> [Document extract]

• • • • • • •

Re: [bpf-next PATCH 5/7] bpf: create tcp_bpf_ulp allowing BPF to monitor socket TX/RX data

public inbox for netdev@vger.kernel.org
 help / color / mirror / Atom feed

From: Alexei Starovoitov <alexei.starovoitov@gmail.com>
To: John Fastabend <john.fastabend@gmail.com>
Cc: borkmann@iogearbox.net, ast@kernel.org, netdev@vger.kernel.org,
	kafai@fb.com
Subject: Re: [bpf-next PATCH 5/7] bpf: create tcp_bpf_ulp allowing BPF to monitor socket TX/RX data
Date: Tue, 16 Jan 2018 22:20:15 -0800	[thread overview]
Message-ID: <20180117062013.upgi7q5qia6tuawc@ast-mbp> (raw)
In-Reply-To: <1df36069-4b7c-5244-8d49-37ad831a298e@gmail.com>

On Tue, Jan 16, 2018 at 09:49:16PM -0800, John Fastabend wrote:
> 
> > but this program will see only first SG ?
> 
> Correct, to read further into the msg we would need to have a helper
> or some other way to catch reads/writes past the first 4k and read
> the next sg. We have the same limitation in cls_bpf.
> 
> I have started a patch on top of this series with the current working
> title msg_apply_bytes(int bytes). This would let us apply a verdict to
> a set number of bytes instead of the entire msg. By calling
> msg_apply_bytes(data_end - data) a user who needs to read an entire msg
> could do this in 4k chunks until the entire msg is passed through the
> bpf prog.

good idea.
I think would be good to add this helper as part of this patch set
to make sure there is a way for user to look through the whole
tcp stream if the program really wants to.
I understand that program cannot examine every byte anyway
due to lack of loops and helpers, but this part of sockmap api
should still provide an interface from day one.
One example would be the program parsing http2 or similar
where in the header it sees length. Then it can do
msg_apply_bytes(length)
to skip the bytes it processed, but still continue within
the same 64Kbyte chunk when 0 < length < 64k

> > and it's typically going to be one page only ?
> 
> yep
> 
> > then what's the value of waiting for MAX_SKB_FRAGS ?
> > 
> Its not waiting for MAX_SKB_FRAGS its simple copying up to MAX_SKB_FRAGS
> pages in one call if possible. It seems better to me to run this loop
> over as much data as we can.

agree on trying to do MAX_SKB_FRAGS as a 'processing unit',
but program should still be able to skip or redirect 
parts of the bytes and not the whole 64k chunk.

• • • • • • •

> [Material provided]
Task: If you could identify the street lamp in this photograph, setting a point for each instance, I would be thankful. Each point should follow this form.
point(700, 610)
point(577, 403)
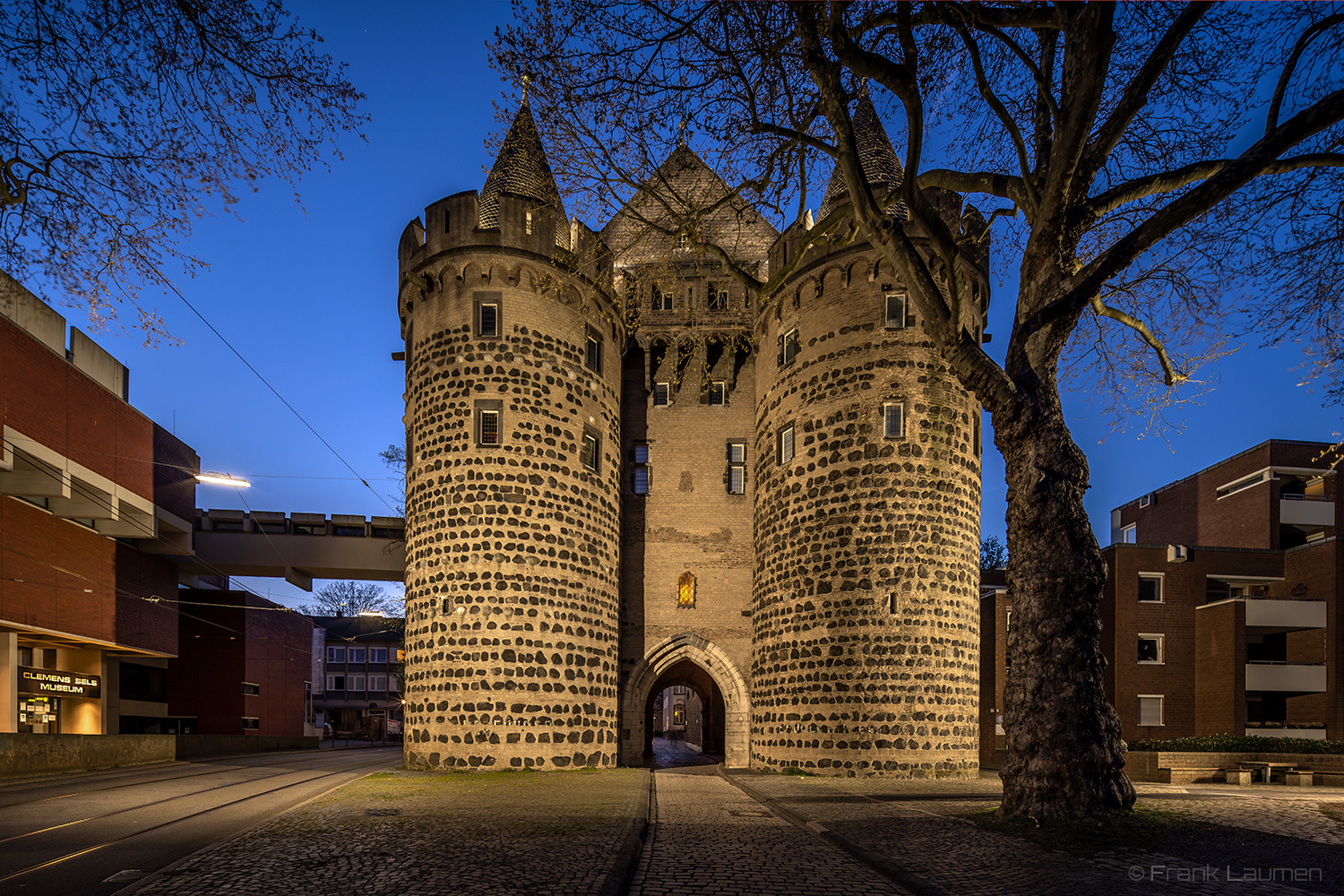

• • • • • • •

> [What you are asked to do] Render the sentence "It seems better to me to run this loop over as much data as we can." from the BPF patch discussion into German.

> [Response to the exercise] Mir erscheint es besser, diese Schleife über so viele Daten laufen zu lassen, wie wir können.